Given instruction | From the album article on Slade's Till Deaf Do Us Part, return the stretch starting with "Singles from Till" and going on through "album sold well.", copied word for word.

Quoted text |
******

Studio album by Slade
- Released: 16 November 1981
- Recorded: 1981
- Studio: Portland Studios
- Genre: Hard rock
- Length: 38:41
- Label: RCA Records
- Producer: Slade

Slade chronology
| We'll Bring the House Down (1981) | Till Deaf Do Us Part (1981) | Slade on Stage (1982) |

Alternative cover
- Cover art for CD reissues in the 1990s

Singles from Till Deaf Do Us Part
- "Knuckle Sandwich Nancy" Released: 15 May 1981; "Lock Up Your Daughters" Released: 4 September 1981; "Ruby Red" Released: 12 March 1982; "Rock and Roll Preacher (Hallelujah I'm on Fire)" Released: April 1982;

= Till Deaf Do Us Part =

Till Deaf Do Us Part is the tenth studio album by the British rock group Slade. It was released on 16 November 1981 and reached No. 68 on the UK chart. The album was produced by Slade. Although not as successful as We'll Bring the House Down earlier in the year, this album sold well.

******

Data provided |
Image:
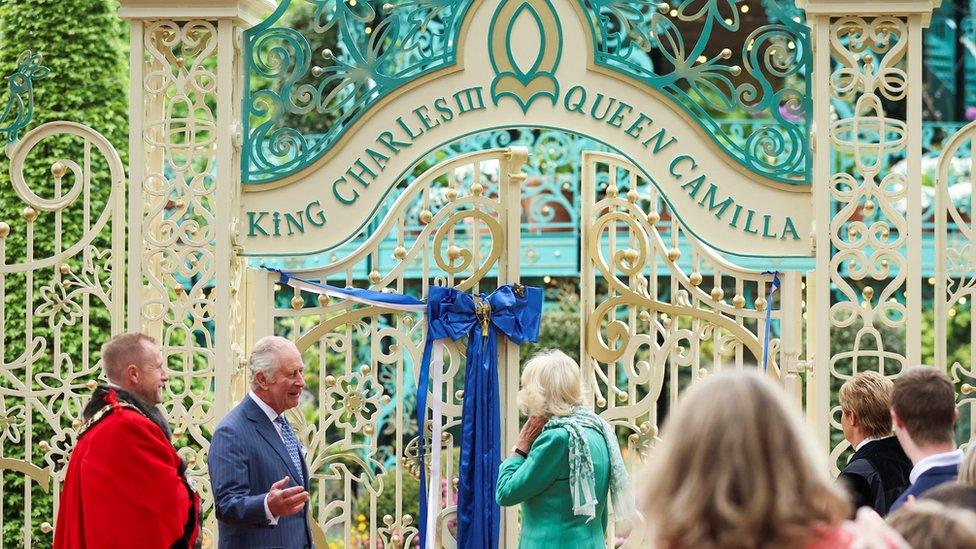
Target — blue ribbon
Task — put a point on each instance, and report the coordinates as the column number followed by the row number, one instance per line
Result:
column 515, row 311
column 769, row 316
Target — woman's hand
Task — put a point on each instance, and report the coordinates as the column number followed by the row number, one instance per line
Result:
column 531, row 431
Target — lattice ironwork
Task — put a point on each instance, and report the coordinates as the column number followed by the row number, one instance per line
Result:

******

Output of the task |
Singles from Till Deaf Do Us Part
- "Knuckle Sandwich Nancy" Released: 15 May 1981; "Lock Up Your Daughters" Released: 4 September 1981; "Ruby Red" Released: 12 March 1982; "Rock and Roll Preacher (Hallelujah I'm on Fire)" Released: April 1982;

= Till Deaf Do Us Part =

Till Deaf Do Us Part is the tenth studio album by the British rock group Slade. It was released on 16 November 1981 and reached No. 68 on the UK chart. The album was produced by Slade. Although not as successful as We'll Bring the House Down earlier in the year, this album sold well.